In 2003 Lepratti's former house was turned into a culture house (Bodegón Cultural Casa de Pocho), which includes a Popular Library. The library published a book, Pocho vive ("Pocho Lives"), with collaborations including Father Montaldo's stories about the daily work of Lepratti, details of the investigation of his murder, and an analysis of groups of marginalized people brought together by solidarity.

A square located in Barrio Ludueña, near Lepratti's house, was renamed Plaza Pocho Lepratti, and the Carnival season, along with Lepratti's birthday, is celebrated there every year by a murga and by rock bands, formed in part by local young people that he coached and taught. The commemoration of Lepratti's birth in 2006 gathered more than 6,000 people.

In 2003, the municipality of Rosario opened a public primary healthcare center in Barrio Las Flores, with the name of Pocho Lepratti, besides the school where he was killed.

In 2004, Rosario audiovisual producer Francisco Matiozzi made a documentary film, Pochormiga about Lepratti, which was awarded the Best Documentary Film Award at the Rosario Latin-American Video Film Festival, among other awards and special mentions. The title, a conflation of Pocho and the Spanish word hormiga ("ant"), alludes to Lepratti's minuscule but busy and perseverant work.

It was shown in the Congreso de laS LenguaS (a counter-cultural meeting held in parallel with the Third International Congress of the Spanish Language), and in public theaters and culture centers in Rosario and Buenos Aires. It received the Best Short Subject Film on Human Rights Award at the Third FEISAL Festival in Buenos Aires in June 2005, an accomplishment that earned it more international coverage. In November 2005, it was presented at the Deliberative Council of Rosario, and 250 copies were given to public schools of the city.

Popular folk-rock composer León Gieco, well known for his involvement in social causes, wrote a song dedicated to Lepratti, El ángel de la bicicleta ("The Angel of the Bicycle", alluding to Lepratti's main means of transportation). The song was released as a single from Gieco's 2005 album Por Favor, Perdón y Gracias. The music video for the single shows scenes of the December 2001 riots and the police repression, along with people writing allegorical graffitis about Lepratti. Such graffiti commonly appear with the phrase Pocho vive ("Pocho Lives") and the picture of an ant or a winged silhouette (an angel) riding a bicycle, and they have sprung up in Rosario's walls, including the downtown area. This graffiti should not be confused with Fernando Traverso's Bicis, an unrelated memorial art expression.

WRITTEN PROBLEM 1>
In the passage about Pocho Lepratti, retype the portion between "A square located" and "than 6,000 people.", inclusive.
WRITTEN PROBLEM 2>
Condense the paragraph of the passage about Pocho Lepratti that begins "In 2004, Rosario audiovisual producer" into a short bulleted list, keeping its main facts.
WRITTEN PROBLEM 3>
According to the passage about Pocho Lepratti, how many people attended the 2006 commemoration of his birth?

(Records from a data source)
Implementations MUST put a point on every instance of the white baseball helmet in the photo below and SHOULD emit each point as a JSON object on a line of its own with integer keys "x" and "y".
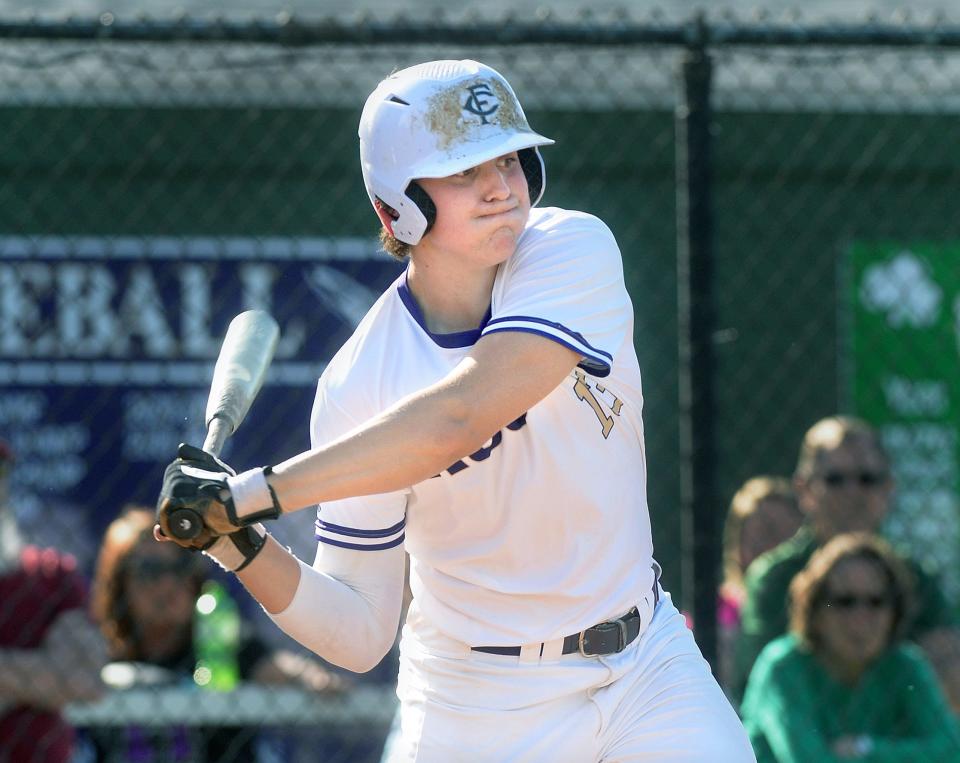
{"x": 436, "y": 119}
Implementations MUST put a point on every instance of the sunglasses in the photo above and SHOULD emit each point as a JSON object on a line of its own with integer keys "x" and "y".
{"x": 848, "y": 601}
{"x": 147, "y": 570}
{"x": 862, "y": 478}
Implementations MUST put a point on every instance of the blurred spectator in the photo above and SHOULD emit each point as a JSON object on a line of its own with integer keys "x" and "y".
{"x": 843, "y": 484}
{"x": 145, "y": 593}
{"x": 763, "y": 513}
{"x": 50, "y": 651}
{"x": 842, "y": 685}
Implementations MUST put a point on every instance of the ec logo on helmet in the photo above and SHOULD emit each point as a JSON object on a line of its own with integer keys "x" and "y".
{"x": 482, "y": 102}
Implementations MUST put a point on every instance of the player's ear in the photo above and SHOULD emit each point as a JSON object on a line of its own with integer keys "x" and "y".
{"x": 387, "y": 214}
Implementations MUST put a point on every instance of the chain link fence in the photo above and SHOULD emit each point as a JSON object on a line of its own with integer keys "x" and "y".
{"x": 160, "y": 178}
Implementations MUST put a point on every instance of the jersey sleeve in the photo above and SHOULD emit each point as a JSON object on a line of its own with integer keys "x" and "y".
{"x": 363, "y": 523}
{"x": 565, "y": 282}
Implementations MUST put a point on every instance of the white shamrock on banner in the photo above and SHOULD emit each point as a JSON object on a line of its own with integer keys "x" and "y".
{"x": 902, "y": 288}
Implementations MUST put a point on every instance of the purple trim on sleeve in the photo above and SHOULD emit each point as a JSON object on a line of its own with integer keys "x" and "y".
{"x": 595, "y": 362}
{"x": 447, "y": 341}
{"x": 363, "y": 547}
{"x": 357, "y": 533}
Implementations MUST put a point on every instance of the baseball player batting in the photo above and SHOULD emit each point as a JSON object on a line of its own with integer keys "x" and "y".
{"x": 484, "y": 418}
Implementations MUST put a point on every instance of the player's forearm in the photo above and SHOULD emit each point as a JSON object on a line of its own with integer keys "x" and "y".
{"x": 409, "y": 443}
{"x": 347, "y": 615}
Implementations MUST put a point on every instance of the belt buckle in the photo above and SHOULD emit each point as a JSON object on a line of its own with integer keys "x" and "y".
{"x": 619, "y": 625}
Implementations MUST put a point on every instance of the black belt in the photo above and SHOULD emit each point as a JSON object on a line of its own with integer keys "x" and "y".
{"x": 603, "y": 638}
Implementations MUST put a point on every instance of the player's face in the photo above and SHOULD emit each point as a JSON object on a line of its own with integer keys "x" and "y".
{"x": 772, "y": 522}
{"x": 481, "y": 212}
{"x": 849, "y": 490}
{"x": 855, "y": 620}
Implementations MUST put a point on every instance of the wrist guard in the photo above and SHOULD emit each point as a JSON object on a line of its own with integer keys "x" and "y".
{"x": 235, "y": 551}
{"x": 251, "y": 498}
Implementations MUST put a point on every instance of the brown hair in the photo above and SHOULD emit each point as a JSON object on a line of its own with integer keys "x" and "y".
{"x": 829, "y": 434}
{"x": 745, "y": 501}
{"x": 808, "y": 590}
{"x": 394, "y": 246}
{"x": 120, "y": 541}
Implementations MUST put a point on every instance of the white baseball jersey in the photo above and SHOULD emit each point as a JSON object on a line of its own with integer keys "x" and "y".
{"x": 544, "y": 531}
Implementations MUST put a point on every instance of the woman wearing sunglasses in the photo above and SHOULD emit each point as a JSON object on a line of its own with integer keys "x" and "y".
{"x": 841, "y": 685}
{"x": 144, "y": 598}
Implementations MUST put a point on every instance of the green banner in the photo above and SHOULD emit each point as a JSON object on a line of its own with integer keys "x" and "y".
{"x": 903, "y": 303}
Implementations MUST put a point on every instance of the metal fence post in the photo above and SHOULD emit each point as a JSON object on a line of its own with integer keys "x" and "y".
{"x": 696, "y": 318}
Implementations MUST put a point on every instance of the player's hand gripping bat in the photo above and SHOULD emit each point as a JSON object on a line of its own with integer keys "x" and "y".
{"x": 245, "y": 355}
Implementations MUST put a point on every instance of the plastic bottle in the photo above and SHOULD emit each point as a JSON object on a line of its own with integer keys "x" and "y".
{"x": 216, "y": 638}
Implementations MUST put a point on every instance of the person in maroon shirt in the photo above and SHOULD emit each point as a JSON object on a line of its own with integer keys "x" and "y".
{"x": 51, "y": 653}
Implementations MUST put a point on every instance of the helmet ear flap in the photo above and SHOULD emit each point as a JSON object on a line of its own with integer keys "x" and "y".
{"x": 532, "y": 165}
{"x": 424, "y": 203}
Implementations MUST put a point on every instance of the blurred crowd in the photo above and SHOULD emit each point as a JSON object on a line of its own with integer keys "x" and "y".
{"x": 834, "y": 644}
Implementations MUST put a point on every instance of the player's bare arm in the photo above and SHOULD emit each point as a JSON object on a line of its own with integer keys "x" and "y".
{"x": 502, "y": 377}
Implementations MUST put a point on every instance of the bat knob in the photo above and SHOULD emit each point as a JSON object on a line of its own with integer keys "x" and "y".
{"x": 185, "y": 524}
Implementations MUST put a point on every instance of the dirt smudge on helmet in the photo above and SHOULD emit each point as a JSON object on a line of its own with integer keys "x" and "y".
{"x": 459, "y": 114}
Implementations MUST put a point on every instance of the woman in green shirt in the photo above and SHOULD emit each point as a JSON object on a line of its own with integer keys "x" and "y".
{"x": 841, "y": 685}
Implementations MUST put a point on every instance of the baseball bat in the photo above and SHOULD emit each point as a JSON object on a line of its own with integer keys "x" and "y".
{"x": 241, "y": 366}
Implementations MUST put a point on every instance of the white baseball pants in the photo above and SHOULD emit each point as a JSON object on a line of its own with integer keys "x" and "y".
{"x": 655, "y": 702}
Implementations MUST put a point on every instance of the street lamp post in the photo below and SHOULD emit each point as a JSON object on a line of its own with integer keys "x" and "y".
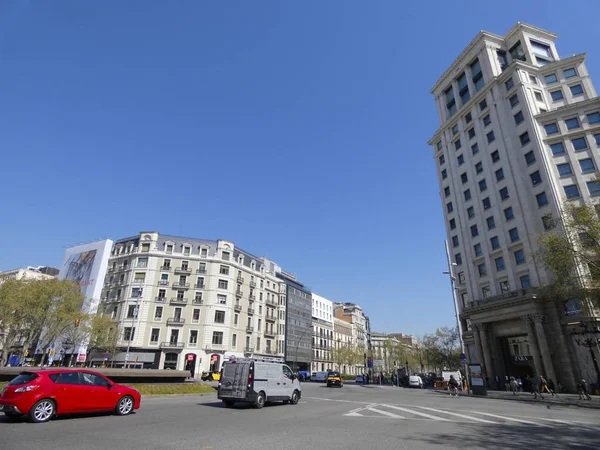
{"x": 588, "y": 337}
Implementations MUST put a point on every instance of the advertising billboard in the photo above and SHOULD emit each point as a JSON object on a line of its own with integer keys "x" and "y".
{"x": 86, "y": 265}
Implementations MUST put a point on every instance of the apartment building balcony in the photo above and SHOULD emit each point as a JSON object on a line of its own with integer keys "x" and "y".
{"x": 178, "y": 301}
{"x": 175, "y": 321}
{"x": 172, "y": 345}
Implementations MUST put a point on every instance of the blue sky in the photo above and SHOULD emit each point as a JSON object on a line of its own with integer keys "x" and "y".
{"x": 296, "y": 129}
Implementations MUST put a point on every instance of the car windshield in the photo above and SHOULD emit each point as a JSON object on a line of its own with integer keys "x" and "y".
{"x": 24, "y": 378}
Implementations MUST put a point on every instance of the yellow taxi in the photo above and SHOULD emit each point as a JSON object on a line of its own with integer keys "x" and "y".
{"x": 334, "y": 379}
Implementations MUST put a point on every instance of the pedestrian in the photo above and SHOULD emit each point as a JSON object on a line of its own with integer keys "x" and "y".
{"x": 583, "y": 390}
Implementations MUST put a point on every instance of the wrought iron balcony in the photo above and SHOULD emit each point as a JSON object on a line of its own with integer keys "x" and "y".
{"x": 175, "y": 321}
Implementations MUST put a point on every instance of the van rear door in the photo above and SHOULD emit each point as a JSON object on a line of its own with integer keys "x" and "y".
{"x": 234, "y": 382}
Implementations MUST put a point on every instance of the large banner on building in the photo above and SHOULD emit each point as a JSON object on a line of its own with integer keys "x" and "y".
{"x": 86, "y": 265}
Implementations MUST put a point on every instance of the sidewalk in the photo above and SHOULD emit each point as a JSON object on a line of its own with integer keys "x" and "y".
{"x": 561, "y": 400}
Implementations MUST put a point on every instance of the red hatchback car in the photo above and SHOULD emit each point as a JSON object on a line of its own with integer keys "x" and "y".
{"x": 42, "y": 394}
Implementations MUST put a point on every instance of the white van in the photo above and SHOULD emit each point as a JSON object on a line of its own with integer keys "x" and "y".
{"x": 254, "y": 381}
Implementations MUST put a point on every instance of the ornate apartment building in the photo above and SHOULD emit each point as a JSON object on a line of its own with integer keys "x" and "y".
{"x": 519, "y": 137}
{"x": 184, "y": 303}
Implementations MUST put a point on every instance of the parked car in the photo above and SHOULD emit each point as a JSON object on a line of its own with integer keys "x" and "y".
{"x": 256, "y": 382}
{"x": 43, "y": 394}
{"x": 415, "y": 381}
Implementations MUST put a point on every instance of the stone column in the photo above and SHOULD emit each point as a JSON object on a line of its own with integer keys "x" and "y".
{"x": 485, "y": 347}
{"x": 538, "y": 320}
{"x": 537, "y": 360}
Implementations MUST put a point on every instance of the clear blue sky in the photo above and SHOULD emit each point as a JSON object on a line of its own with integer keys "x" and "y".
{"x": 296, "y": 129}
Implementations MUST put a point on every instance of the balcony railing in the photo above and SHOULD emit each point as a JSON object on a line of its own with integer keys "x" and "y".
{"x": 178, "y": 301}
{"x": 172, "y": 344}
{"x": 175, "y": 321}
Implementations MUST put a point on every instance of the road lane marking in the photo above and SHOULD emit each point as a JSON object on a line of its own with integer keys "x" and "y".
{"x": 464, "y": 416}
{"x": 384, "y": 413}
{"x": 410, "y": 411}
{"x": 512, "y": 419}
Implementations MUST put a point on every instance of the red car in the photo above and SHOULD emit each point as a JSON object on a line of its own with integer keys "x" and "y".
{"x": 42, "y": 394}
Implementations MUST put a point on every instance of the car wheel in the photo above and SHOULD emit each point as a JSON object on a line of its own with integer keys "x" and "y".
{"x": 294, "y": 398}
{"x": 125, "y": 406}
{"x": 260, "y": 400}
{"x": 42, "y": 411}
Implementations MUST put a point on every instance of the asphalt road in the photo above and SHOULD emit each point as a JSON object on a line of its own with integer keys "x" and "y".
{"x": 352, "y": 417}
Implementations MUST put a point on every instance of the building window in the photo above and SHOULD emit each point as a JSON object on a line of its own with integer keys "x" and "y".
{"x": 519, "y": 118}
{"x": 536, "y": 178}
{"x": 557, "y": 148}
{"x": 219, "y": 316}
{"x": 495, "y": 243}
{"x": 542, "y": 199}
{"x": 593, "y": 187}
{"x": 455, "y": 242}
{"x": 557, "y": 95}
{"x": 587, "y": 165}
{"x": 576, "y": 90}
{"x": 482, "y": 269}
{"x": 572, "y": 191}
{"x": 572, "y": 123}
{"x": 463, "y": 89}
{"x": 499, "y": 264}
{"x": 529, "y": 157}
{"x": 477, "y": 75}
{"x": 499, "y": 174}
{"x": 154, "y": 335}
{"x": 551, "y": 128}
{"x": 217, "y": 338}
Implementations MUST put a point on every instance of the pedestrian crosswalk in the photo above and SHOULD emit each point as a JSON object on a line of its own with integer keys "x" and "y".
{"x": 405, "y": 412}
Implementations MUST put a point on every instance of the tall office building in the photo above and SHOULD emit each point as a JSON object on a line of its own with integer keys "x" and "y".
{"x": 519, "y": 137}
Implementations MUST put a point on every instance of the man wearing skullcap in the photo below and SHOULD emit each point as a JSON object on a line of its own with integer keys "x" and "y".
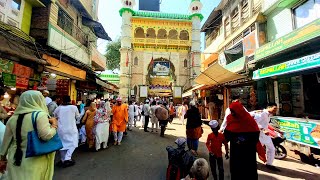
{"x": 119, "y": 121}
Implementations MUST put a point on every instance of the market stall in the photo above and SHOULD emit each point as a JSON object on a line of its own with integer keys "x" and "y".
{"x": 302, "y": 131}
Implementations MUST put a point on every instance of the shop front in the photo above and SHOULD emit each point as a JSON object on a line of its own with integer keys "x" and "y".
{"x": 289, "y": 75}
{"x": 20, "y": 65}
{"x": 61, "y": 78}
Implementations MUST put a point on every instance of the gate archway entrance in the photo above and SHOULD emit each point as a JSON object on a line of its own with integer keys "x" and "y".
{"x": 161, "y": 78}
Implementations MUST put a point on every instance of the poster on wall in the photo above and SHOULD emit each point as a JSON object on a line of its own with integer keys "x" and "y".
{"x": 249, "y": 44}
{"x": 144, "y": 91}
{"x": 302, "y": 132}
{"x": 177, "y": 92}
{"x": 161, "y": 68}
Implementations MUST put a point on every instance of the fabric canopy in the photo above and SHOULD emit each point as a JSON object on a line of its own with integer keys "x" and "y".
{"x": 97, "y": 28}
{"x": 189, "y": 92}
{"x": 216, "y": 74}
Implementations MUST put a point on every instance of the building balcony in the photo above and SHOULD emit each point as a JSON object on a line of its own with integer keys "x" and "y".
{"x": 99, "y": 62}
{"x": 165, "y": 42}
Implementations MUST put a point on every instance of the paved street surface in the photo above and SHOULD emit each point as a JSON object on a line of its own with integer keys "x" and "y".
{"x": 142, "y": 156}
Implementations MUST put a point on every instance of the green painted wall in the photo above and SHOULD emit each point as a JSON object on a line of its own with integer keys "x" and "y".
{"x": 26, "y": 19}
{"x": 279, "y": 23}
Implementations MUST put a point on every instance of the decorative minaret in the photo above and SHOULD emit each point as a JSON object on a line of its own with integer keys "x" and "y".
{"x": 126, "y": 13}
{"x": 195, "y": 54}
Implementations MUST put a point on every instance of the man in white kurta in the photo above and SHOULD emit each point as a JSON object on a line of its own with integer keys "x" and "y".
{"x": 263, "y": 119}
{"x": 67, "y": 130}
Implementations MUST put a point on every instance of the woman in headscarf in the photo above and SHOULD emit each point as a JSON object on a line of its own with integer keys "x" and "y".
{"x": 154, "y": 120}
{"x": 15, "y": 140}
{"x": 102, "y": 121}
{"x": 243, "y": 133}
{"x": 67, "y": 115}
{"x": 88, "y": 120}
{"x": 194, "y": 129}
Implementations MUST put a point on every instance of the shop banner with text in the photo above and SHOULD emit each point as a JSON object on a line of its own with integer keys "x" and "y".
{"x": 22, "y": 71}
{"x": 299, "y": 131}
{"x": 6, "y": 66}
{"x": 304, "y": 63}
{"x": 9, "y": 79}
{"x": 22, "y": 83}
{"x": 294, "y": 38}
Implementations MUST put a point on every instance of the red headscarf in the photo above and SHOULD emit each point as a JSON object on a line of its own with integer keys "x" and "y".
{"x": 240, "y": 120}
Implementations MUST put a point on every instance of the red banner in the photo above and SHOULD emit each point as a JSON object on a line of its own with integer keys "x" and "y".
{"x": 22, "y": 83}
{"x": 22, "y": 71}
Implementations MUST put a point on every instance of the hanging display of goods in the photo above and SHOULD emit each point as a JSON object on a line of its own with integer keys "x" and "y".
{"x": 22, "y": 83}
{"x": 22, "y": 71}
{"x": 6, "y": 66}
{"x": 9, "y": 79}
{"x": 62, "y": 86}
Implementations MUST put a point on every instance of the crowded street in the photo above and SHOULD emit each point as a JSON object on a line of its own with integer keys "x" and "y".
{"x": 143, "y": 156}
{"x": 159, "y": 89}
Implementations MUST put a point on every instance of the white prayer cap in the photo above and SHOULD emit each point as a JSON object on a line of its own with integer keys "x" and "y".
{"x": 192, "y": 103}
{"x": 213, "y": 124}
{"x": 180, "y": 141}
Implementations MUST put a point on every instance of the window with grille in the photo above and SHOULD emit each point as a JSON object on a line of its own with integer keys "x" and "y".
{"x": 306, "y": 12}
{"x": 136, "y": 61}
{"x": 16, "y": 4}
{"x": 227, "y": 27}
{"x": 245, "y": 11}
{"x": 185, "y": 63}
{"x": 235, "y": 19}
{"x": 65, "y": 21}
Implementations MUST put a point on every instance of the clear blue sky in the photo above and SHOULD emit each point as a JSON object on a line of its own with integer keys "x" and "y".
{"x": 111, "y": 20}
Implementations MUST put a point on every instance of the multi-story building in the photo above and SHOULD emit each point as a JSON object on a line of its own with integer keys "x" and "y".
{"x": 20, "y": 56}
{"x": 288, "y": 65}
{"x": 68, "y": 30}
{"x": 233, "y": 31}
{"x": 160, "y": 52}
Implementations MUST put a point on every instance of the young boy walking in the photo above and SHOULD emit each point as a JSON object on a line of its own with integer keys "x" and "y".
{"x": 214, "y": 145}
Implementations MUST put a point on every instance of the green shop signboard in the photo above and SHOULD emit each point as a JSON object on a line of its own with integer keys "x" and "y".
{"x": 304, "y": 63}
{"x": 294, "y": 38}
{"x": 299, "y": 131}
{"x": 237, "y": 65}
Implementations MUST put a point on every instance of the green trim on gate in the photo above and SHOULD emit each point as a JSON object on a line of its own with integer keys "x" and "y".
{"x": 160, "y": 15}
{"x": 200, "y": 16}
{"x": 122, "y": 10}
{"x": 304, "y": 63}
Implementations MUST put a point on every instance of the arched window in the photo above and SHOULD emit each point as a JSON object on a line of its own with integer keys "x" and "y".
{"x": 135, "y": 89}
{"x": 162, "y": 34}
{"x": 151, "y": 33}
{"x": 185, "y": 63}
{"x": 173, "y": 34}
{"x": 136, "y": 61}
{"x": 184, "y": 35}
{"x": 139, "y": 33}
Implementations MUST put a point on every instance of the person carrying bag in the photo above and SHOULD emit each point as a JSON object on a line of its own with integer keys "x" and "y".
{"x": 38, "y": 165}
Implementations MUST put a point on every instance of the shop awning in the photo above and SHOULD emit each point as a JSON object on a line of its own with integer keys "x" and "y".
{"x": 97, "y": 28}
{"x": 216, "y": 74}
{"x": 256, "y": 18}
{"x": 304, "y": 63}
{"x": 64, "y": 69}
{"x": 189, "y": 92}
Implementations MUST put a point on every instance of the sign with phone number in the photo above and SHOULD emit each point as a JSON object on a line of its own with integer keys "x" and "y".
{"x": 302, "y": 132}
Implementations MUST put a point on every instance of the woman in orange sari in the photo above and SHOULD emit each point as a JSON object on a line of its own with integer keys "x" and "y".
{"x": 88, "y": 120}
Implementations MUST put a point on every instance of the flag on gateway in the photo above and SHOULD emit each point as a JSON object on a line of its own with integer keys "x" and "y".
{"x": 127, "y": 60}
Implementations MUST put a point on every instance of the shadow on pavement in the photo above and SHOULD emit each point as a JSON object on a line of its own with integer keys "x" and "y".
{"x": 290, "y": 173}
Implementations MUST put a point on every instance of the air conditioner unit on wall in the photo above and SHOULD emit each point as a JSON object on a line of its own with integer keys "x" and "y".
{"x": 318, "y": 77}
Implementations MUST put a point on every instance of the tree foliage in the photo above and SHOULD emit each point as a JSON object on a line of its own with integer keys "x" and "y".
{"x": 113, "y": 55}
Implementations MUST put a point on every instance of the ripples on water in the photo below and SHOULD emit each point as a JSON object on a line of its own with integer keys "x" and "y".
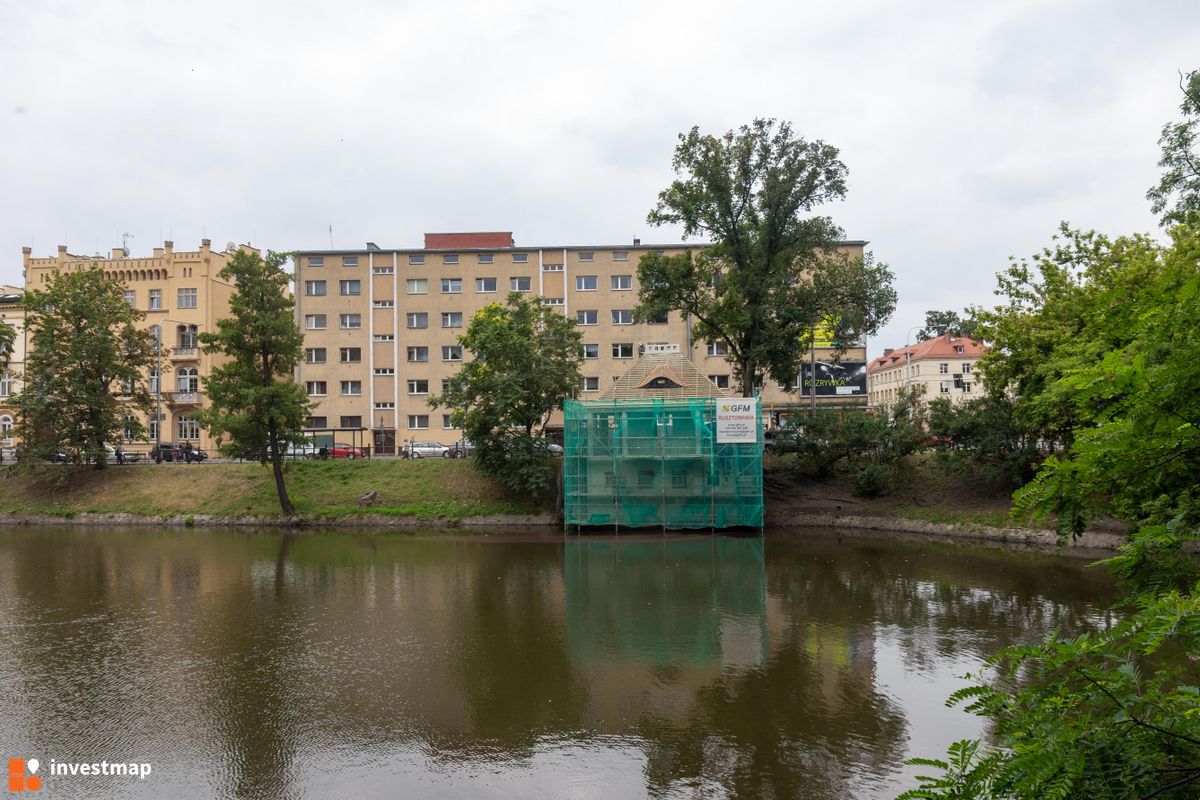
{"x": 257, "y": 666}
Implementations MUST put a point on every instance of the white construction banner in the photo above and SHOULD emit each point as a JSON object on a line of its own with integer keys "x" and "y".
{"x": 737, "y": 420}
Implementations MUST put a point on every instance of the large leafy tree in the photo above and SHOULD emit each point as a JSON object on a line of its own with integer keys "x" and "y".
{"x": 525, "y": 359}
{"x": 1177, "y": 193}
{"x": 85, "y": 368}
{"x": 771, "y": 275}
{"x": 252, "y": 396}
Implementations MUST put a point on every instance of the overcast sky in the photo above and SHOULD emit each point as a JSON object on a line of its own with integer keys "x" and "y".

WRITTEN SOLUTION 1>
A square located in Barrio Ludueña, near Lepratti's house, was renamed Plaza Pocho Lepratti, and the Carnival season, along with Lepratti's birthday, is celebrated there every year by a murga and by rock bands, formed in part by local young people that he coached and taught. The commemoration of Lepratti's birth in 2006 gathered more than 6,000 people.

WRITTEN SOLUTION 2>
- In 2004, Rosario audiovisual producer Francisco Matiozzi made Pochormiga, a documentary film about Lepratti.
- It won the Best Documentary Film Award at the Rosario Latin-American Video Film Festival, along with other awards and special mentions.
- The title blends "Pocho" with the Spanish word hormiga ("ant"), alluding to Lepratti's minuscule but busy and perseverant work.

WRITTEN SOLUTION 3>
More than 6,000 people.